(Data listing)
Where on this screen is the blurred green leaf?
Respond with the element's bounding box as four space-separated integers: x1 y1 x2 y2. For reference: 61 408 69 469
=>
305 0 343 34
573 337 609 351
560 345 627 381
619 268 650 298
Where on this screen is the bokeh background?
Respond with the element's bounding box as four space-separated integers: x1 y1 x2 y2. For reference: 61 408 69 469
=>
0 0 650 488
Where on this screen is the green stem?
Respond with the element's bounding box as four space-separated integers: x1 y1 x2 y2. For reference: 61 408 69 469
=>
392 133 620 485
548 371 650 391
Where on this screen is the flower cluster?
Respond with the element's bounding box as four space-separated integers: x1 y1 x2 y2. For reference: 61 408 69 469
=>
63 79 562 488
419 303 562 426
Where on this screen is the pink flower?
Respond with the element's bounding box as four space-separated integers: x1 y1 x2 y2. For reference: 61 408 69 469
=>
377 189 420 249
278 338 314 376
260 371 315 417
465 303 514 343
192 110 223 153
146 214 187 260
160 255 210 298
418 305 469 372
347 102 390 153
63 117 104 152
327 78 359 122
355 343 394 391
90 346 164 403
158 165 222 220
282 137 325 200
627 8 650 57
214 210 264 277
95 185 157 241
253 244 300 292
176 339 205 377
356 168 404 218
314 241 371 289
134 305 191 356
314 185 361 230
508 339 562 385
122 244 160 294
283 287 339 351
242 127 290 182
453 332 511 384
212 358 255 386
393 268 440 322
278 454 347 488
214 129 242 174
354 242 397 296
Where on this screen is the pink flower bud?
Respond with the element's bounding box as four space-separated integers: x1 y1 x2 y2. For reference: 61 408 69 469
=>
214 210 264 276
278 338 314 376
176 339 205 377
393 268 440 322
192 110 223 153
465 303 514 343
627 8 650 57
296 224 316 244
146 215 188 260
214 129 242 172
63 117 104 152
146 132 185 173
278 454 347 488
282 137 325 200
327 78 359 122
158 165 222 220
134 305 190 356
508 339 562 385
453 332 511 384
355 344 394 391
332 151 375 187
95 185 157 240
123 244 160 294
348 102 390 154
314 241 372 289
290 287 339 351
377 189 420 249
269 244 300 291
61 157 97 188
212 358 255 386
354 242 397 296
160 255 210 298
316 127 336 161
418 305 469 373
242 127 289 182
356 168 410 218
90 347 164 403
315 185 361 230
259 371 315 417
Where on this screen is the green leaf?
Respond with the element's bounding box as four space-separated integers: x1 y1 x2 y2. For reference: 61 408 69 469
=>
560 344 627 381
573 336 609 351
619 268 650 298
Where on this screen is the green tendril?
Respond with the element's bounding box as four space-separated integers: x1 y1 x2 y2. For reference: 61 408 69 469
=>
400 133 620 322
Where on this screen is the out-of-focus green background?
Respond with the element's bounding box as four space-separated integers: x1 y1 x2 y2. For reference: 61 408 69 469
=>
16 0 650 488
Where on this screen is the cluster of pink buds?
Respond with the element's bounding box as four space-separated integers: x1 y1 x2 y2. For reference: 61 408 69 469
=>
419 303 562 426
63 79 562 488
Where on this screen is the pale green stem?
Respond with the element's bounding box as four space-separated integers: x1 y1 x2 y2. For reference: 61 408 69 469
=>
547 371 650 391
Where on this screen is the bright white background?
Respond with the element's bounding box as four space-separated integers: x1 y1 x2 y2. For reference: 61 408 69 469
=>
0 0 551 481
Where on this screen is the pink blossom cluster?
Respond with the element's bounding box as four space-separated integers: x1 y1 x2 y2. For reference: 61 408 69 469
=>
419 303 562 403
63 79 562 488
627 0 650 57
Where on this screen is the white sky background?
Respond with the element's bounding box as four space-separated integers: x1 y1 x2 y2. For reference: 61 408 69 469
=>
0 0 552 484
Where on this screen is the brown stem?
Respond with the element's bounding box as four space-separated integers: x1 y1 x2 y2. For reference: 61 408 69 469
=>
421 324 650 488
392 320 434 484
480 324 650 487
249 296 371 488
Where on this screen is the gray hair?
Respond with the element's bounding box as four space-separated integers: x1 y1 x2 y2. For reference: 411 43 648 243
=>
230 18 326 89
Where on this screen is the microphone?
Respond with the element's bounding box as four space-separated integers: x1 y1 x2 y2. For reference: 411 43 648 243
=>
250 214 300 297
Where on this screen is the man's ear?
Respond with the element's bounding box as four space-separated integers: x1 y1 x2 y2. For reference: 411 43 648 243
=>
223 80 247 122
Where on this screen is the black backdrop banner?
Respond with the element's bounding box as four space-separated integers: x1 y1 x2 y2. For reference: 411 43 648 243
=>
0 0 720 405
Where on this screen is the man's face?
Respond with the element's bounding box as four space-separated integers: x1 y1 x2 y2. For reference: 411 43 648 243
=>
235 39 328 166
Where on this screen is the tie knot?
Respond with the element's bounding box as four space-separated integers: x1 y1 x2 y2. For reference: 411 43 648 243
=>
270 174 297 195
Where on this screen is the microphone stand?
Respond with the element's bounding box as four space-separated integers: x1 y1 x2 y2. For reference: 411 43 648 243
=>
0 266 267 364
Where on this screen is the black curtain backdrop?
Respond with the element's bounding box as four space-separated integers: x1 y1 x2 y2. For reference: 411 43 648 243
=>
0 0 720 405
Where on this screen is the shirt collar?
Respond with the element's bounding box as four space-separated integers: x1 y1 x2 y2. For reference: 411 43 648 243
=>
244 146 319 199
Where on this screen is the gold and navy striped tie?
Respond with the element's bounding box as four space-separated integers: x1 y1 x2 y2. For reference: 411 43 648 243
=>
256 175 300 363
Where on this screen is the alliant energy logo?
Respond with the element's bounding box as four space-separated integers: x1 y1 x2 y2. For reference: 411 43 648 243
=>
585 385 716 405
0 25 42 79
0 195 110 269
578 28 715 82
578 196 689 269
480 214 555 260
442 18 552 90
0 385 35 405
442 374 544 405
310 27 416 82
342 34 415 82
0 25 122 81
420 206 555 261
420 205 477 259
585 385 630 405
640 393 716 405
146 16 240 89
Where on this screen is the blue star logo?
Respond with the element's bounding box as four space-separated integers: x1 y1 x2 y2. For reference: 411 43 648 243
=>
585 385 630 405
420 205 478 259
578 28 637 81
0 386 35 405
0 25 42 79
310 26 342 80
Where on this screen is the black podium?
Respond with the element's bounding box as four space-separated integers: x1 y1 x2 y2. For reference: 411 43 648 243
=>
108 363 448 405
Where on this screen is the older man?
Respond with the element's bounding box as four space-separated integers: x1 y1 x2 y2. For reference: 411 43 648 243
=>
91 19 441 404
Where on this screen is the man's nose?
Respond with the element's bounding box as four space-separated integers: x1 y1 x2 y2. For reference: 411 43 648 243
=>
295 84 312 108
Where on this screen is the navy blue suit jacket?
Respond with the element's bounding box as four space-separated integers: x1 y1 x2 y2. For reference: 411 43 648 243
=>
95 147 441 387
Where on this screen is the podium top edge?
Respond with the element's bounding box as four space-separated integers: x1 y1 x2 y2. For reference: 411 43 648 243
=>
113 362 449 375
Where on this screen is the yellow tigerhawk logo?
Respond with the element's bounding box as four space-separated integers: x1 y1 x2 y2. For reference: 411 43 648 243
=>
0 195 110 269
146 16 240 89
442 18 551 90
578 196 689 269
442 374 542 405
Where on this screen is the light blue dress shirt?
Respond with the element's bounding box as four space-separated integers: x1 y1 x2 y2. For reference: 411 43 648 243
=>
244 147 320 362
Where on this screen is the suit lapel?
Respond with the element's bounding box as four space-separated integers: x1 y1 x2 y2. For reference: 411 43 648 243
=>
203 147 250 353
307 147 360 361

...

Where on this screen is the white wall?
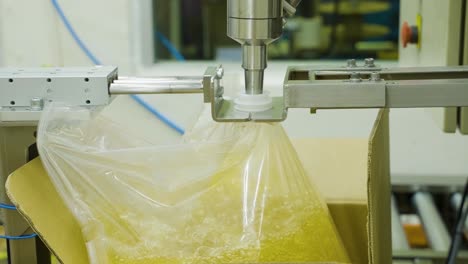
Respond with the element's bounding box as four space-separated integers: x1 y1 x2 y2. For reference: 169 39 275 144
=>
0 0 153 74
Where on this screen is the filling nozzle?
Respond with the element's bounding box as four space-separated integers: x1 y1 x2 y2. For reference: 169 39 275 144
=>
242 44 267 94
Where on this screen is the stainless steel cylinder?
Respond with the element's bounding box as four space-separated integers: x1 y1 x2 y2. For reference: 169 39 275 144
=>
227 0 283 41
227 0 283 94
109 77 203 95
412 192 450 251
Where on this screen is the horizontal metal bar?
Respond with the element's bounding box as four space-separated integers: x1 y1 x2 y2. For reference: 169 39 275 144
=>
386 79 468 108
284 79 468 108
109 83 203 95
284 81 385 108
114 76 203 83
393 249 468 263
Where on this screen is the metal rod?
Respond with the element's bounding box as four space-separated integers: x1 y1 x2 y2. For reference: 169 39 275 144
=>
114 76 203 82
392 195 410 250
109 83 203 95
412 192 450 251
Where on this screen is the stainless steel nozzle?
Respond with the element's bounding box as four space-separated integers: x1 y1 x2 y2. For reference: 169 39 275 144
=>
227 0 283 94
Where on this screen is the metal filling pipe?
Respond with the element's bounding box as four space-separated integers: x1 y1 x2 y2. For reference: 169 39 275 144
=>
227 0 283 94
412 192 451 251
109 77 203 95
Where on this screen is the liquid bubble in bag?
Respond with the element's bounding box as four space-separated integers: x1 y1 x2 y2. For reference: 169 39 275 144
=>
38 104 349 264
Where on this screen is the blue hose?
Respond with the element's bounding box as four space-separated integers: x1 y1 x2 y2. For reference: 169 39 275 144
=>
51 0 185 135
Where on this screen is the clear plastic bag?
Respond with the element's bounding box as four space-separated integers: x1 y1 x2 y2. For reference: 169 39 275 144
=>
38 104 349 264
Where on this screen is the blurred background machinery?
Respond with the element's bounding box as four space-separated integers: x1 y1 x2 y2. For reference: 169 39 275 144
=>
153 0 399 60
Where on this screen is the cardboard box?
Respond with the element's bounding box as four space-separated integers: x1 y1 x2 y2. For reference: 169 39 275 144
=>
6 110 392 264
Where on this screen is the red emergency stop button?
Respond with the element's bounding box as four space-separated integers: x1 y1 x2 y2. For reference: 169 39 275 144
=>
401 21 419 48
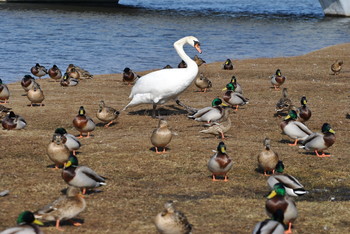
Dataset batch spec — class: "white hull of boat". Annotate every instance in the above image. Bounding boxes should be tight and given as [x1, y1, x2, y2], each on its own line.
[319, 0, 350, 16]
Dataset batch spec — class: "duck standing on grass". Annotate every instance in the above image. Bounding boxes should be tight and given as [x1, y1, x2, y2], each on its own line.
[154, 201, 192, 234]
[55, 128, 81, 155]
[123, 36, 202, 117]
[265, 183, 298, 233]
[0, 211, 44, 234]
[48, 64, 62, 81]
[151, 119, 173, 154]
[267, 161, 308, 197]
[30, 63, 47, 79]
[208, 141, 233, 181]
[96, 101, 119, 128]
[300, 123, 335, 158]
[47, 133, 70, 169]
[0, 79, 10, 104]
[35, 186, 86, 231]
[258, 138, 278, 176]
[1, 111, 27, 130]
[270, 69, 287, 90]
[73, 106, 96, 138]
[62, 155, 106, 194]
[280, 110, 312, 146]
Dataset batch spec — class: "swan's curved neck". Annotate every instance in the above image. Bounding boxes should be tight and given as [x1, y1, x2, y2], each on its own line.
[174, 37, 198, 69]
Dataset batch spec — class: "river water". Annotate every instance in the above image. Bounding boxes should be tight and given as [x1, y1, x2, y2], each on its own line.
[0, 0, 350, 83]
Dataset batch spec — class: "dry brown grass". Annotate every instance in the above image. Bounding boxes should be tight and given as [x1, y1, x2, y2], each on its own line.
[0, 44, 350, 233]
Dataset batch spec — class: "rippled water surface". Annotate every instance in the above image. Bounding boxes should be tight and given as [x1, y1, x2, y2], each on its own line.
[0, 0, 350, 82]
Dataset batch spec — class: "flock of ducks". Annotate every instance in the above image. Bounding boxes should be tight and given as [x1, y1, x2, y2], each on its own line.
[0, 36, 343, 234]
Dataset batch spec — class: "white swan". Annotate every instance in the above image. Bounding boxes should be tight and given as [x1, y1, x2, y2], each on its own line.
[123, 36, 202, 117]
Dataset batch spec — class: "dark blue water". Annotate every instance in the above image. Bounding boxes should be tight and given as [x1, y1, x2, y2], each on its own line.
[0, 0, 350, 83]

• _Requirement_:
Reproduce the portion of the listing that opens with the line containing "Where on this screen is the yellow" and closes with the line containing "244 147 320 362", replacing "light blue" with "pale blue" and leaving every other word unchanged.

• _Task answer_:
Where on this screen is the yellow tigerhawk logo?
Respond with the element's bounding box as four space-separated integers: x1 y1 x2 y2. For reference: 411 43 648 243
=>
0 195 110 269
146 16 240 89
442 18 551 90
578 196 689 269
442 374 542 405
Where on this screen is the pale blue dress shirt?
Respond with the element's bounding box as four space-separated integers: x1 y1 x2 y2. For reference: 411 43 648 243
=>
244 147 320 362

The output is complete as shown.